* _EXTRACTED TEXT_

····················

INDUSTRY still has an image problem in British academia - unfair though it may be. With a curl of the lip a lecturer tells her tutorial group that Smithers will not be joining them as he has an interview with Murky Metals. Understanding Scotland's Industry, which rose from the ashes of the CBI educational foundation, is one organisation which has been running workshops for teachers in real company workplaces aimed at keeping them up to date with technologies and management practice. The underlying hope is that teachers will see enough to make them question the stereotype of work in industry equalling a dull and dirty, if well-paid, job. They may then pass the message on to their pupils.
The organisation has been nothing if not diverse in its workshops. Its work will continue in the new organisation. Physics teachers can find themselves gaining hands-on experience of telecommunications such as the use of satellites, the Internet and fibre optics. Or they can attend a workshop with Motorola in East Kilbride, keeping abreast of the electronics industry.

····················

Location identification entries:

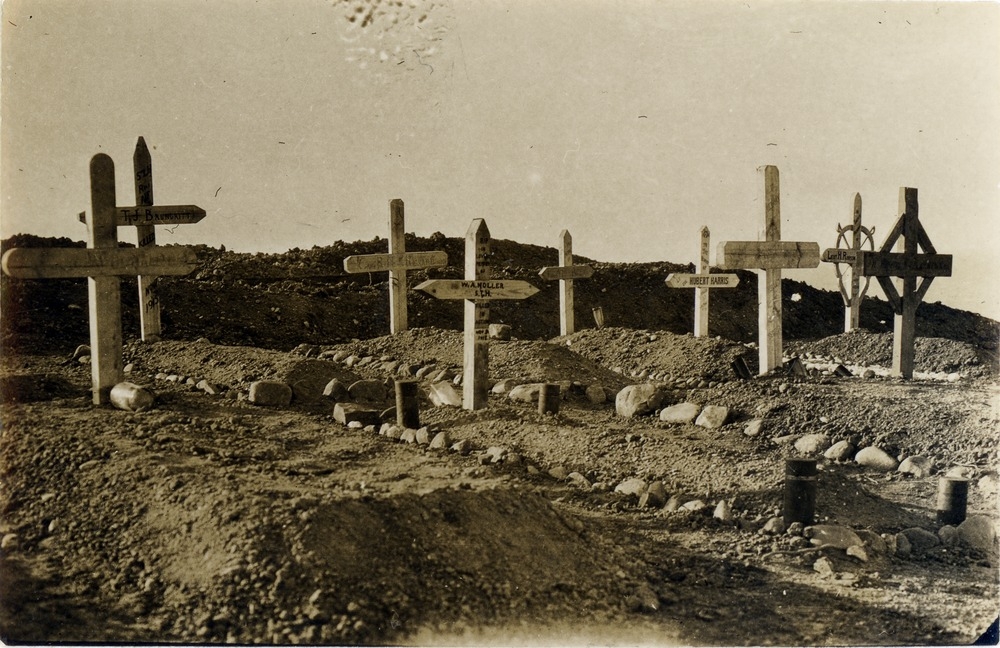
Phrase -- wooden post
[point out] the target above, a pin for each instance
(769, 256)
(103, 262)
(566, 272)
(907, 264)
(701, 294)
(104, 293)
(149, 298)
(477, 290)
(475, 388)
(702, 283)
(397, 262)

····················

* _SET PROBLEM_
According to the passage on industry's image in British academia, what organisation did Understanding Scotland's Industry rise from?

* _RESPONSE TO THE TASK_
The CBI educational foundation.